> _Given task_: Rewrite the material below with each "put a marker on" changed to "place a pin on" and everything else left as it is. Omit the pictures from your answer.
** START Input records **
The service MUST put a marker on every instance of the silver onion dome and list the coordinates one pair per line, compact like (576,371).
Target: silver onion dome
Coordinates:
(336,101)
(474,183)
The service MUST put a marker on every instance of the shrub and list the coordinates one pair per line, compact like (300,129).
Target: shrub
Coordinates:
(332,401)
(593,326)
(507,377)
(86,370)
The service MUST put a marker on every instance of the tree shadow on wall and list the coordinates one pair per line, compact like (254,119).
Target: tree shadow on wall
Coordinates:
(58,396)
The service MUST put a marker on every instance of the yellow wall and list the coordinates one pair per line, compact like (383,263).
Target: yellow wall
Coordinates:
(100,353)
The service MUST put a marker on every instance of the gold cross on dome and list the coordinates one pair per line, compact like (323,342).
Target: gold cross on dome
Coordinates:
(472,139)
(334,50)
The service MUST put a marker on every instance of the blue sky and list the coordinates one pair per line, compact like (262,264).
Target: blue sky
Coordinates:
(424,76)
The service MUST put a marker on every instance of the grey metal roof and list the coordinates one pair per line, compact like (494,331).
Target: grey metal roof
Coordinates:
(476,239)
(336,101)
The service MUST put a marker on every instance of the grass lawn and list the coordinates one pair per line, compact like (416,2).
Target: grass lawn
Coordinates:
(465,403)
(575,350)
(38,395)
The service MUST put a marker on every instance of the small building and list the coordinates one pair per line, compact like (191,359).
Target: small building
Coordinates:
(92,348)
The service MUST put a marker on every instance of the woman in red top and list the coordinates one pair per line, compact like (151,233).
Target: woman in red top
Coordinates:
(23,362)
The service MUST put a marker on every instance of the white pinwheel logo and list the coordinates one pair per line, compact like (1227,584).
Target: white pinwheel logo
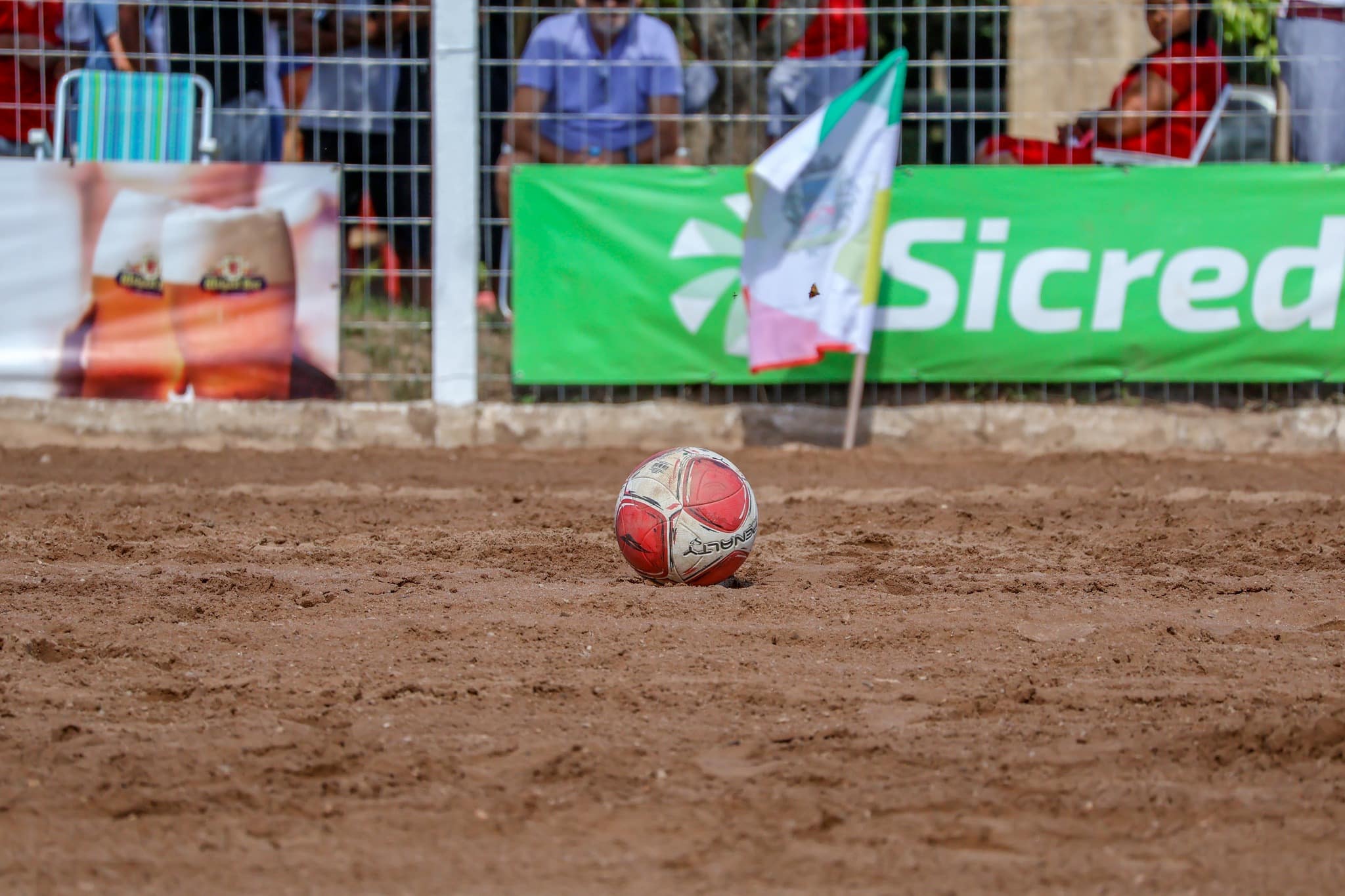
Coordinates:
(695,299)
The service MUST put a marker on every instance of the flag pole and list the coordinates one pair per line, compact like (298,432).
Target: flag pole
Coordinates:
(852,414)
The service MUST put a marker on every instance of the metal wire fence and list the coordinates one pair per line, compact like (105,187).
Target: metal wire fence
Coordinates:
(978,72)
(349,82)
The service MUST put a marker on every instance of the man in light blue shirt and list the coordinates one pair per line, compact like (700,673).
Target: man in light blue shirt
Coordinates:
(600,85)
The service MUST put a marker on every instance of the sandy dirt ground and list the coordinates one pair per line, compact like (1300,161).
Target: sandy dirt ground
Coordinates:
(432,672)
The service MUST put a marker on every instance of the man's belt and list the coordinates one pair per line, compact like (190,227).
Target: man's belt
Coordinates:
(1304,10)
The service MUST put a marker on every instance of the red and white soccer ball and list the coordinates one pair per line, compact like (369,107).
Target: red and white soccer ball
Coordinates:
(686,515)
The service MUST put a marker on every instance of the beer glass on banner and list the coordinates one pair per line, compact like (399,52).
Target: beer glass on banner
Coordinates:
(229,278)
(131,351)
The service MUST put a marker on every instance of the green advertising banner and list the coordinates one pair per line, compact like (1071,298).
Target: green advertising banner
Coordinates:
(1219,273)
** END Input records **
> _The output_:
The service MUST place a pin on every instance of the silver onion dome and list the coordinates one pair per line, compact like (576,371).
Target: silver onion dome
Coordinates:
(336,101)
(474,183)
The service MUST place a pin on every instance of the shrub and list the coordinates one pair per line, compact like (300,129).
Target: shrub
Coordinates:
(332,401)
(593,326)
(507,377)
(86,370)
The service MUST place a pin on every instance of the tree shadow on wall and list the coordinates one pair per line, compact like (254,119).
Target: tree shadow on wall
Coordinates:
(58,396)
The service MUST place a pin on every instance of the yellow wall and list the coordinates one pair per line, compact like (383,263).
Target: yellow wall
Coordinates:
(100,353)
The service MUST place a pin on every instance of the gold cross on dome and list the coordinates one pair per line, compact like (323,342).
Target: gold cross on dome
Coordinates:
(472,139)
(334,50)
The service MUST place a pin on every instance of the blue sky and list the coordinates one pair per line, compact like (262,264).
Target: blue sky
Coordinates:
(424,76)
The service MUST place a pin on every instance of the grey metal roof and list the coordinates one pair per line, compact like (494,331).
Target: grey metal roof
Coordinates:
(476,239)
(336,101)
The service MUST place a pin on every instance of the grass lawn and list the coordinates one pair per line, compact like (416,2).
Target: grass lawn
Coordinates:
(465,403)
(575,350)
(38,395)
The service MUST place a pin on every instance of the small building and list the coordinates one pair per line, compact like (191,359).
Target: small building
Coordinates:
(92,348)
The service MUST place a pin on every instance of the woman in red top and list the coordinates one pair per line, compact like (151,233).
Target: woman in red top
Coordinates:
(23,362)
The service MUST place a pin on every instance of the white pinwheel logo and list the coordinates one pair per line, compact like (1227,584).
Target: white pinwheel logo
Coordinates:
(695,299)
The service MUST place a pin on every instance of the flag pole and list the coordinates one pair per line, compact like (298,432).
Target: flag pole
Coordinates:
(852,414)
The service MUST place a pin on every instance of the metal wire fence and list the coordinates one pair per line, compact like (105,187).
Target: metal wire fence
Coordinates:
(978,72)
(349,82)
The service MUST place a pin on every instance of the man in light blue shirt and list the coordinates one pair per line, compact like (700,673).
Target: man in light blue shirt
Coordinates:
(600,85)
The service MUST place a pin on every instance of the sandy dirt ground and list the coordinates one pair per line, compact like (1300,161).
Target: sandy dirt ground
Coordinates:
(432,672)
The service MUST place a pin on every instance of the man's belt and list the coordinates one pair per line, compact like (190,227).
Target: man's belt
Coordinates:
(1304,10)
The service MUST place a pin on every instance of the red and white soccer ball and list the coordinates one pair per line, compact like (369,107).
Target: red and white soccer ball
Coordinates:
(686,515)
The service MUST place a pin on every instance of the beer glass on banner and list the coordinates one pair per line, compact like (399,52).
Target: beer glass on banner
Coordinates:
(229,278)
(131,351)
The service MUST place a pin on every instance of the green advertising banner and list the coordinates one pair per line, compact like (1071,298).
Target: green advertising banner
Coordinates:
(1219,273)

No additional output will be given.